Document segment ->

-------

Saturday, September 12, 2020

too sick to pray



Get em - jade Josephine
Leikeli47- Money

This week has sucked harder than any week except, ya know, all the others since March. Wow. WOW. Among many many other things, the duplex is the object of a flat out hostile takeover predatory lending feeding frenzy. A new for sale sign goes up every other minute in that zip, and I know why, how the home owners insurance and mortgage brokers and city ordinance units collude to harass a home owner into oblivion. WOW. But it is weird brown on black crime that I don't understand, as in little crowds of Indian American people huddle and leer on the street, then I get yet another text from a stranger offering help in "unloading my property". My son in law refuses to DO ANYTHING, will not so much as mow the lawn, nothing. The pregnant daughter is obviously no help, unemployed and dependent on mr can't be bothered, and he (with an AUTO MECHANICS CERTIFICATION couldn't even fix the van that I BOUGHT THEM and for which MY ELDERLY MOTHER gave them TWO MONTHS of her social security $$ for parts) is riding his bike to work and they're stranded. I lost track of the grammar of that sentence cz I'm so pissed that I can't keep track of verbs. He goes to work and comes home and doesn't beat her, that's all that can be expected, period.

-------

To be done -> Write the next part of the blog entry about the bad week and the duplex, starting after its final sentence.

-------

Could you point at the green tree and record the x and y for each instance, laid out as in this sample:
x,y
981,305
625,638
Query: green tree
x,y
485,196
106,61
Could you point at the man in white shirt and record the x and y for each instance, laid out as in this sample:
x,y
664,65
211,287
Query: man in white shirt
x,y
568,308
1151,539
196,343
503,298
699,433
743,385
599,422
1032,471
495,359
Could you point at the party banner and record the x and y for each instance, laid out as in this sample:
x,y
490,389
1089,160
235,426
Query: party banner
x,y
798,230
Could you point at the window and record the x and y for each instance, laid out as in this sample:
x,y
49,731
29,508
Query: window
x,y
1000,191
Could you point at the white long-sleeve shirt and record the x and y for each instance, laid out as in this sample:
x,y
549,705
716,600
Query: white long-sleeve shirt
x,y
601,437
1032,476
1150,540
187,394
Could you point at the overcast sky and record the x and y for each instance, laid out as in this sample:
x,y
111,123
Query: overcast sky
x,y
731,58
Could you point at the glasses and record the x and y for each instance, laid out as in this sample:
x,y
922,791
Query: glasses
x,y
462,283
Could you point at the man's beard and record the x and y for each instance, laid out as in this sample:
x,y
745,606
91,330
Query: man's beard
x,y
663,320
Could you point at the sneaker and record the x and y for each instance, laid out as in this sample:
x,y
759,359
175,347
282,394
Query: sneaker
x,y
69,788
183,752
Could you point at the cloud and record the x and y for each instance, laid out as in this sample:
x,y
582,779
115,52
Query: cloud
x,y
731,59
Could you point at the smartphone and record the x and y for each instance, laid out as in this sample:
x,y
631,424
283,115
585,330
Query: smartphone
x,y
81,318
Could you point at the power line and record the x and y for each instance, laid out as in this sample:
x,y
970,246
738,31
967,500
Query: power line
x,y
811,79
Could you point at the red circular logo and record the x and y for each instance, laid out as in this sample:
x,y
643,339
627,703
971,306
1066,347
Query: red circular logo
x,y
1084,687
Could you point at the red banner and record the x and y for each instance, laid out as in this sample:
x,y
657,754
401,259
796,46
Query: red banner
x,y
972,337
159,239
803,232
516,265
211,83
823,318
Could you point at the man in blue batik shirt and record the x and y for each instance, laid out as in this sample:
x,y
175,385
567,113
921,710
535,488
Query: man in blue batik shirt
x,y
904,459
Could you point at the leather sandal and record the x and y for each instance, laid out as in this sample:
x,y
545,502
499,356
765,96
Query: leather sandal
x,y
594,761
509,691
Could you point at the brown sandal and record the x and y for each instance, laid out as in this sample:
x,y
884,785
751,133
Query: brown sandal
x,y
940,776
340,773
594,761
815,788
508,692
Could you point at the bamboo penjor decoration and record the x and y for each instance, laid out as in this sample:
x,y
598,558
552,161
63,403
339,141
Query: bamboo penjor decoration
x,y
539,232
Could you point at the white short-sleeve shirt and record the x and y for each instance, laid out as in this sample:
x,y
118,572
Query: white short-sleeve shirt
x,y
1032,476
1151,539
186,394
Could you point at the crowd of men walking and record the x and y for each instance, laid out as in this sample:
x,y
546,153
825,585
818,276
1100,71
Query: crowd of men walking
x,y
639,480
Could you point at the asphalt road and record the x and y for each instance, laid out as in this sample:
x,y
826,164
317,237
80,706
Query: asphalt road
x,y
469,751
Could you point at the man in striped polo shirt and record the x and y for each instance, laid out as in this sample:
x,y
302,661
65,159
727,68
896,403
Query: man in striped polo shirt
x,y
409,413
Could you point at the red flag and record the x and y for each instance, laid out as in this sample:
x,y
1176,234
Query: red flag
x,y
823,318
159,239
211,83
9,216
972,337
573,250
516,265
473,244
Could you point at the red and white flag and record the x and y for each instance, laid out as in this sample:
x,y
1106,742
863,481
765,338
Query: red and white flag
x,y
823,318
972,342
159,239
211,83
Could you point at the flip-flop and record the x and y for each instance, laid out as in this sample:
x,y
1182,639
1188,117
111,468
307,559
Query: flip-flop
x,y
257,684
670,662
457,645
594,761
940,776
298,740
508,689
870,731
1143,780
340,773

-------

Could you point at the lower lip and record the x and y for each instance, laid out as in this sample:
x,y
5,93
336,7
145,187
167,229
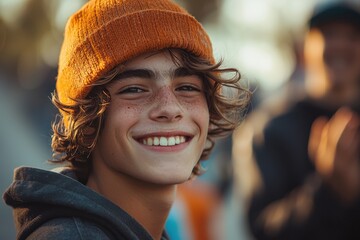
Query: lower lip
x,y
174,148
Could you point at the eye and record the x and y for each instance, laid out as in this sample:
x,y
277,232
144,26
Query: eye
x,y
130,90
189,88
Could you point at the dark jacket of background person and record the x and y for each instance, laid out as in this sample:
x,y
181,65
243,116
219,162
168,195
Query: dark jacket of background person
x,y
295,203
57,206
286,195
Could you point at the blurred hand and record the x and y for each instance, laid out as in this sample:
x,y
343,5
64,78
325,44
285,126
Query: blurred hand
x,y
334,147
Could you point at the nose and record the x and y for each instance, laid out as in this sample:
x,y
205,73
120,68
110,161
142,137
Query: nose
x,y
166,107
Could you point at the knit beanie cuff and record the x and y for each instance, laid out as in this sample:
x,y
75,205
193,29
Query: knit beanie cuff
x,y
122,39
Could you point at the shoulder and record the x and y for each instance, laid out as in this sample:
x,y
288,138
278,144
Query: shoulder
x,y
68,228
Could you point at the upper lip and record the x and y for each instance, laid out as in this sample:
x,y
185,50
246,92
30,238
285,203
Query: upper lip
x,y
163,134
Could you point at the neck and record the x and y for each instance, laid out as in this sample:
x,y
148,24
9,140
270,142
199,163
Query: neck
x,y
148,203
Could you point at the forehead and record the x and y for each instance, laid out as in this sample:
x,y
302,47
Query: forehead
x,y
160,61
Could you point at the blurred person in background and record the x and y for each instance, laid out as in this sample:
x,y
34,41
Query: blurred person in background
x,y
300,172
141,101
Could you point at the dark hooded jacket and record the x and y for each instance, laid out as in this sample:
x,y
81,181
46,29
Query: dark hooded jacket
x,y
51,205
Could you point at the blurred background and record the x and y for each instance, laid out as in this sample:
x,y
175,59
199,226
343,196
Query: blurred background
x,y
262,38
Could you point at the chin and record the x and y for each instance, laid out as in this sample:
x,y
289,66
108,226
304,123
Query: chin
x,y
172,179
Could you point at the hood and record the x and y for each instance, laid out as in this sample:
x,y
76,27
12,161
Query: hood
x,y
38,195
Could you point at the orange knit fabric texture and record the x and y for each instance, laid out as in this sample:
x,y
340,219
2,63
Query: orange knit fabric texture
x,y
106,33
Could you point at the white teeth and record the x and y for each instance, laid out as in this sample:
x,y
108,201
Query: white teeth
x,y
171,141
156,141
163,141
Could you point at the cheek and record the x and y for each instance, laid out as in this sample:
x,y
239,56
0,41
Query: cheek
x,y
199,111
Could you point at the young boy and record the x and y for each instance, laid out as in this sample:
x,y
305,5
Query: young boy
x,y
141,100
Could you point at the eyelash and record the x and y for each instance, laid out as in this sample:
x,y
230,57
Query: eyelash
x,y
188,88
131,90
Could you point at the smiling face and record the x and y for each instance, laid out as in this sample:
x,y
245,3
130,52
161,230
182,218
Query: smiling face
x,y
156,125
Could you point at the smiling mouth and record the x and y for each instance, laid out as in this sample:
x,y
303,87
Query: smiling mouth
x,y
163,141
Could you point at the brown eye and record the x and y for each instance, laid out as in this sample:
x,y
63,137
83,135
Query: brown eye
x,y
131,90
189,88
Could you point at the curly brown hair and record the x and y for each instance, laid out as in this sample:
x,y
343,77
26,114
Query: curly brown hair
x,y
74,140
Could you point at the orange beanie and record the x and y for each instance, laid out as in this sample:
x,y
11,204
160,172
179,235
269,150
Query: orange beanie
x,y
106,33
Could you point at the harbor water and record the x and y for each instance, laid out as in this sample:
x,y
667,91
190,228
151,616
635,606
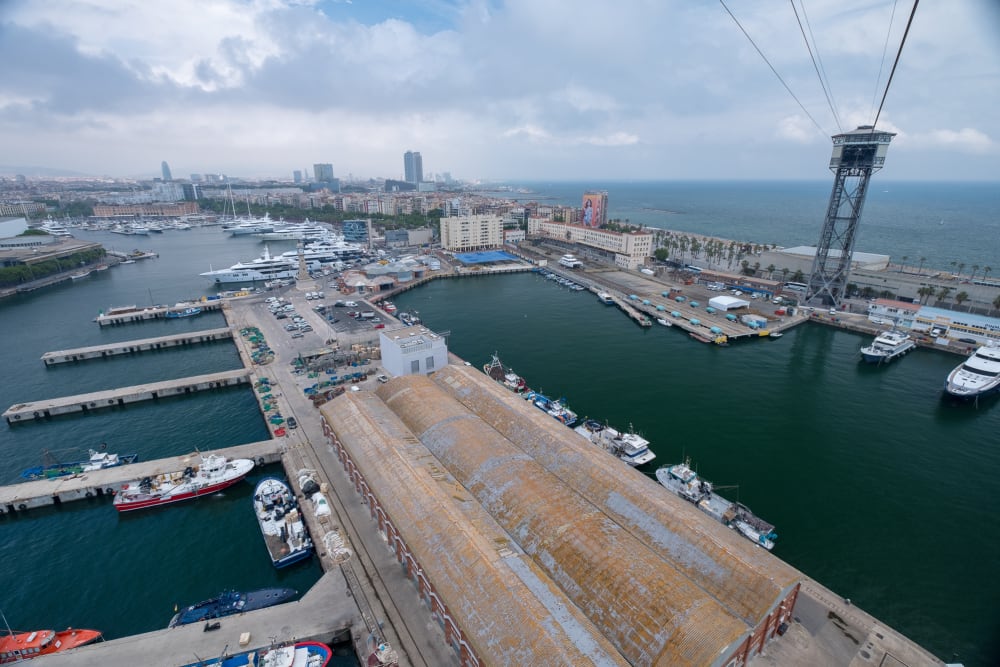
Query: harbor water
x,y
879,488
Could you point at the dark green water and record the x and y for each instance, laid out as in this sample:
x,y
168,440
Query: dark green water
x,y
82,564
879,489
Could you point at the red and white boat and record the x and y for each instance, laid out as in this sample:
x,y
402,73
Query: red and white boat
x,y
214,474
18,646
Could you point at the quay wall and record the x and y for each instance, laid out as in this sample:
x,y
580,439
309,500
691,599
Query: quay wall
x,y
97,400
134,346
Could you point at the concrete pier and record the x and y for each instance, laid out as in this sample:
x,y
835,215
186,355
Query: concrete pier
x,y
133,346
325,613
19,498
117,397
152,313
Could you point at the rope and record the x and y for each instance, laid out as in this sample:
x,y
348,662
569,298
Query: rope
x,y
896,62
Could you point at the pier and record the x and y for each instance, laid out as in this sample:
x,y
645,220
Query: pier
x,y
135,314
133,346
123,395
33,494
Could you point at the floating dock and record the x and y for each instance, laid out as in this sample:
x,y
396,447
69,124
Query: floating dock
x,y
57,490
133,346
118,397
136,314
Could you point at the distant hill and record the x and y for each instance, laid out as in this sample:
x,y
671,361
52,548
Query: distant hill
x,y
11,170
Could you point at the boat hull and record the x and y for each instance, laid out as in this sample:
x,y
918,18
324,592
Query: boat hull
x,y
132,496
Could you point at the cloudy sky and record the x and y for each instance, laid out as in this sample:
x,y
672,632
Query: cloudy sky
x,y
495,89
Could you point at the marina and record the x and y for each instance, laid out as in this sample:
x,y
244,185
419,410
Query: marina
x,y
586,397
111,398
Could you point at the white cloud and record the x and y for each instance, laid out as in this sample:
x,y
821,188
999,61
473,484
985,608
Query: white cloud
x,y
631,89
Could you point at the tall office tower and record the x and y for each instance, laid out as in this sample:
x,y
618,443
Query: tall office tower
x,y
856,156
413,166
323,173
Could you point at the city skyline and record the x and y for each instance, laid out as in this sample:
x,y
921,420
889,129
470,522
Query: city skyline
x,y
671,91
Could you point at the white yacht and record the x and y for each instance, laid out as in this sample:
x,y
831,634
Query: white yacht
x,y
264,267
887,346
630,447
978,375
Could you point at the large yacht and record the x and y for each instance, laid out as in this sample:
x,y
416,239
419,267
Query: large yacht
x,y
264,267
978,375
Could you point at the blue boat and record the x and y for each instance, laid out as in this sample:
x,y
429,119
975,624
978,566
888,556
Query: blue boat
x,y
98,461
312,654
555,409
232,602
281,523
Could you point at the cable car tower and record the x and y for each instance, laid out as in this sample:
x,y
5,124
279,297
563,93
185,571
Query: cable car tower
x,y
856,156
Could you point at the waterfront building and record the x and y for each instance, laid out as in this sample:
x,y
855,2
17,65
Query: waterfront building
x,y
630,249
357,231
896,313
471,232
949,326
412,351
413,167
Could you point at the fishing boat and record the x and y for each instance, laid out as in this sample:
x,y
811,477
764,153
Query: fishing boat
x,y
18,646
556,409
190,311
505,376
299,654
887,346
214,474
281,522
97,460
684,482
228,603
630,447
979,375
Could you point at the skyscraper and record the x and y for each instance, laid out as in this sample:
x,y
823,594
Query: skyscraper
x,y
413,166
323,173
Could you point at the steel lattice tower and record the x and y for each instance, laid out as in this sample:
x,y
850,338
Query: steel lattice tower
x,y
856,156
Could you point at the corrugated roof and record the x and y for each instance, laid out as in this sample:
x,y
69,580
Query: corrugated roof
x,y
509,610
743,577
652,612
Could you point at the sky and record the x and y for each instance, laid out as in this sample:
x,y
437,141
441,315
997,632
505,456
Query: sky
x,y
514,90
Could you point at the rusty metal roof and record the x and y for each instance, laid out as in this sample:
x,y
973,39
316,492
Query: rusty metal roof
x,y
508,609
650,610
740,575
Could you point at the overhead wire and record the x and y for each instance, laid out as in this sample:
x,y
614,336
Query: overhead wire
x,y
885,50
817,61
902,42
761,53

-------

Task result ->
The trans daughter (she was the gay son lecturing me about how I needed to affirm masculinity and was guilty of not doing that enough in early childhood 6 months ago, just to keep tabs) is living in the upper unit with ... well, does it even matter? They also don't mow the lawn, for which I'll get the citation, and they're 12 years old on average going through puberty endlessly. 
The upside to owning that duplex is none of who is living there is living HERE.

Poor Ears, middle child syndrome, he's merely sane and trying to graduate (so I can quit).

Summary: nobody living in that duplex understands or gives a shit what hell I am being put through to keep that building and in general. They cannot or will not care about anything but what they prefer to do TODAY even though TOMORROW (ie where do you plan to be living?) is lost that way. And it will not get better.

So, I will pay for a new deck. Pay for a new plumbing system. Pay the roofer AGAIN to certify the roof until 2023. Paid the lawyer to fend off the insurance fraud. Etc. For each of these items, I wept all over someone, some worker dude or insurance lady friend, I called in every marker I had/have. And my kids for whom I did all that are mostly OBLIVIOUS, they cannot (will not) fathom what it takes and takes and takes to own property and to work all these hours and support their asses.

And, of course, my INSANE fucking job. Work Life Balance = equal parts utterly shitty. WOOOOW, how shitty is campus life is its whole own saga of posts.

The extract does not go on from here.